[Records drawn from a dataset]

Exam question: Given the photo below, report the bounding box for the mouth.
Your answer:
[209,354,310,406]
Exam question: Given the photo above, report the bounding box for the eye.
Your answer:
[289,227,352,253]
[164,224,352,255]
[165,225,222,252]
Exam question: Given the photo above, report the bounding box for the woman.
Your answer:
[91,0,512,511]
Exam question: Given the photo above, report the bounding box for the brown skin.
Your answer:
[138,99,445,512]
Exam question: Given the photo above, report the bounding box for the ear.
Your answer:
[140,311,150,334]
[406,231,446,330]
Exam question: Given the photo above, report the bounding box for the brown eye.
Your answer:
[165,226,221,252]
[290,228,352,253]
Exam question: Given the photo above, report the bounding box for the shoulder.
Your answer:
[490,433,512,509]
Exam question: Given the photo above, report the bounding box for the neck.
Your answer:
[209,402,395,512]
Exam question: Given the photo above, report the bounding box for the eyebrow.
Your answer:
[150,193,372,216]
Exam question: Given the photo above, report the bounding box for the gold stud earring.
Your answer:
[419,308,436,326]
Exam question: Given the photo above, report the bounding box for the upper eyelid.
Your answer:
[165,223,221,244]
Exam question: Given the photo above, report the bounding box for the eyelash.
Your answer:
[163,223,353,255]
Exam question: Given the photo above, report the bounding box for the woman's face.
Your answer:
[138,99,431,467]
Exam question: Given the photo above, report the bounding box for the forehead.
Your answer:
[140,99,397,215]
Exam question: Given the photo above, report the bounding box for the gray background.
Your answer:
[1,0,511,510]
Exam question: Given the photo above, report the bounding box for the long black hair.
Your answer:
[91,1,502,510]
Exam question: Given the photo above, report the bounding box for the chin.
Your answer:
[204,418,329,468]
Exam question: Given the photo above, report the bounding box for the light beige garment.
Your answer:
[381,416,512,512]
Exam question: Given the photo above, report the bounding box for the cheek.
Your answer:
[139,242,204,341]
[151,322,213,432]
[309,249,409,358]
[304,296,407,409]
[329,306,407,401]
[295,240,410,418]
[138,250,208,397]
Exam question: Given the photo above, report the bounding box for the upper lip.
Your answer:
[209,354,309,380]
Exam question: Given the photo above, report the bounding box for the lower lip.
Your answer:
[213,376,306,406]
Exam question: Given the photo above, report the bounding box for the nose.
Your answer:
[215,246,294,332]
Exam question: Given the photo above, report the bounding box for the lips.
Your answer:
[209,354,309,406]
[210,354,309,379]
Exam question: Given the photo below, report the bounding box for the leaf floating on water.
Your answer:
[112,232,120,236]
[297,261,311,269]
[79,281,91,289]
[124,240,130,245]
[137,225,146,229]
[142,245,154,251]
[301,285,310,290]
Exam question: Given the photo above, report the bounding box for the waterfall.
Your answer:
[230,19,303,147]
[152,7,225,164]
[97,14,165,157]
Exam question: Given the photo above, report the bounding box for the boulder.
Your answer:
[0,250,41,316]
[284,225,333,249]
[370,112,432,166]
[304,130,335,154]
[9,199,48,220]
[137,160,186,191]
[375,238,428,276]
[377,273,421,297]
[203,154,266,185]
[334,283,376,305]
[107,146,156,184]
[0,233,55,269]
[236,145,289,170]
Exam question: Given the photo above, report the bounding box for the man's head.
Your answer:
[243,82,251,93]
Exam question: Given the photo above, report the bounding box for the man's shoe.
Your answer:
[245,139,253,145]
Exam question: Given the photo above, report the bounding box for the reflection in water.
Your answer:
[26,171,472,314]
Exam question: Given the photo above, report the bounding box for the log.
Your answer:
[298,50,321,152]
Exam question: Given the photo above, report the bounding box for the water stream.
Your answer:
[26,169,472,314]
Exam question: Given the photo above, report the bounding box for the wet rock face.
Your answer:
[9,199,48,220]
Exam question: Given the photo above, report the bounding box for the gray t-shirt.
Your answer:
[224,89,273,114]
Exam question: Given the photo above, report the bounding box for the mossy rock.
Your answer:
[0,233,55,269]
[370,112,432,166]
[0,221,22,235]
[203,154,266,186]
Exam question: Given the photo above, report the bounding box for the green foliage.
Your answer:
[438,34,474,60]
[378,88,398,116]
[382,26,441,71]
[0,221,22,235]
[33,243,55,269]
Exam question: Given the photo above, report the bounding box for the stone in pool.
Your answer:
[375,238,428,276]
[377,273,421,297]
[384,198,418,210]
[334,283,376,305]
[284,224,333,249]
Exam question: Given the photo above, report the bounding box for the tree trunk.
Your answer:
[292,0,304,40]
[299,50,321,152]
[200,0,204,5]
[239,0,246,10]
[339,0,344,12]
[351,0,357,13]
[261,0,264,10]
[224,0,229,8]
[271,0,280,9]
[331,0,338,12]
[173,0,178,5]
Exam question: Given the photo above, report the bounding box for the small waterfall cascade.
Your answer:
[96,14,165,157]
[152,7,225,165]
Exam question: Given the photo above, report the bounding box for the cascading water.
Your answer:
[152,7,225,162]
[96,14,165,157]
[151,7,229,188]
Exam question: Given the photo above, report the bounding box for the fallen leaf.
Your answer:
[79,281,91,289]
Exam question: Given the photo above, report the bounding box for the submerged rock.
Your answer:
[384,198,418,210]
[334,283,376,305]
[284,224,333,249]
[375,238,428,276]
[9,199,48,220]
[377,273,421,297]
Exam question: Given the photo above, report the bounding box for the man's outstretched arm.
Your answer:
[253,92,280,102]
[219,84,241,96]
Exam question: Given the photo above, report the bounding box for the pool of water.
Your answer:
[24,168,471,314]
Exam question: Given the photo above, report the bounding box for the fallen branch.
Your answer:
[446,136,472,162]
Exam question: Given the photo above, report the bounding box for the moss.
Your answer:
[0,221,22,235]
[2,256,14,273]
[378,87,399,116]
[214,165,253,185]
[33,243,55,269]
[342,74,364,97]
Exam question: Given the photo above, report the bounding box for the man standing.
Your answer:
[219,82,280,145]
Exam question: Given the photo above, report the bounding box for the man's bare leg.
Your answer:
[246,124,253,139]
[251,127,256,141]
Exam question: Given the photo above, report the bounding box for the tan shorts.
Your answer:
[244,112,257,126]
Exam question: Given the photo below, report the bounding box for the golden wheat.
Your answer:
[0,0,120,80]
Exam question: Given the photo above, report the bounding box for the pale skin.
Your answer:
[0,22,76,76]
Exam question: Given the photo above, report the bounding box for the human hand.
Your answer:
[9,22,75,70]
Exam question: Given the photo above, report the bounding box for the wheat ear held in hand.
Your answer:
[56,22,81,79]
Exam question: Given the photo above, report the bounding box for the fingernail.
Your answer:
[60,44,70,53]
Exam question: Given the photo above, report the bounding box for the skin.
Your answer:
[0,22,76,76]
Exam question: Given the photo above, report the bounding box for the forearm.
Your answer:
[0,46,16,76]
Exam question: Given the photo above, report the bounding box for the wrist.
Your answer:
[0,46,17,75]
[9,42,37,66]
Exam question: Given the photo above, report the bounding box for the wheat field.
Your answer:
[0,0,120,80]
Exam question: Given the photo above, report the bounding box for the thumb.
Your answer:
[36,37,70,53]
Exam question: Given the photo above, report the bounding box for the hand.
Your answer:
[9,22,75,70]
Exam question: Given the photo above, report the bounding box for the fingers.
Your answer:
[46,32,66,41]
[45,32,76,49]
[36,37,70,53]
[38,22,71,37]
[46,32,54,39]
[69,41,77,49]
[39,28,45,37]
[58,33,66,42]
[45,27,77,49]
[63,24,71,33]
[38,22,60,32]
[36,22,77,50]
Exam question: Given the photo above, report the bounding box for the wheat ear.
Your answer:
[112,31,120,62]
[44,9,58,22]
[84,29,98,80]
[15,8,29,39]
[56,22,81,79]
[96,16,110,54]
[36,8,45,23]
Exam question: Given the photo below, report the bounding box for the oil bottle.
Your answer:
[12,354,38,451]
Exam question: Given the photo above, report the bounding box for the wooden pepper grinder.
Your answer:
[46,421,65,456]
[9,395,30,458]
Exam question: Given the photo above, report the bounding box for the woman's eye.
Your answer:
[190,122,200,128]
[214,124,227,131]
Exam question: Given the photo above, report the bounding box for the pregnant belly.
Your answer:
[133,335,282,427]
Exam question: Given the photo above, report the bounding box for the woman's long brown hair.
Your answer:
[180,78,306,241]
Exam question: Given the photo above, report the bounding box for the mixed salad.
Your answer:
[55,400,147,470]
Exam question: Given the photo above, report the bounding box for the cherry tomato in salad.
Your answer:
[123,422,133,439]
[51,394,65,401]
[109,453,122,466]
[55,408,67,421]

# [TASK REQUIREMENTS]
Lines before the one containing "the oil bottle." are left out. Repeat that line and all lines after it in the records above exactly.

# [PROBLEM SOLUTION]
Exam question: Given the photo below, report the bounding box for the oil bottle.
Your answer:
[12,354,38,451]
Exam question: Given the photo above, report the bounding box for the wooden pepper grinder.
Your answer:
[46,421,65,456]
[9,395,30,458]
Exam question: Given the photo above, report the bounding box for the woman's eye.
Your answer:
[190,122,200,128]
[214,124,227,131]
Exam question: Given the photo above, report the bounding box for the pregnant belly.
Your answer:
[133,335,282,427]
Exam question: Given the photo above, report the bounding box for the woman's long brown hair.
Your answer:
[180,78,306,241]
Exam question: Given the photo above, report the bounding box for the mixed salad.
Your answer:
[55,400,147,470]
Exam question: Given the photo above, report the bounding box for the cherry tomato in salad.
Your answer:
[123,422,133,439]
[51,394,65,401]
[109,453,122,466]
[55,408,67,421]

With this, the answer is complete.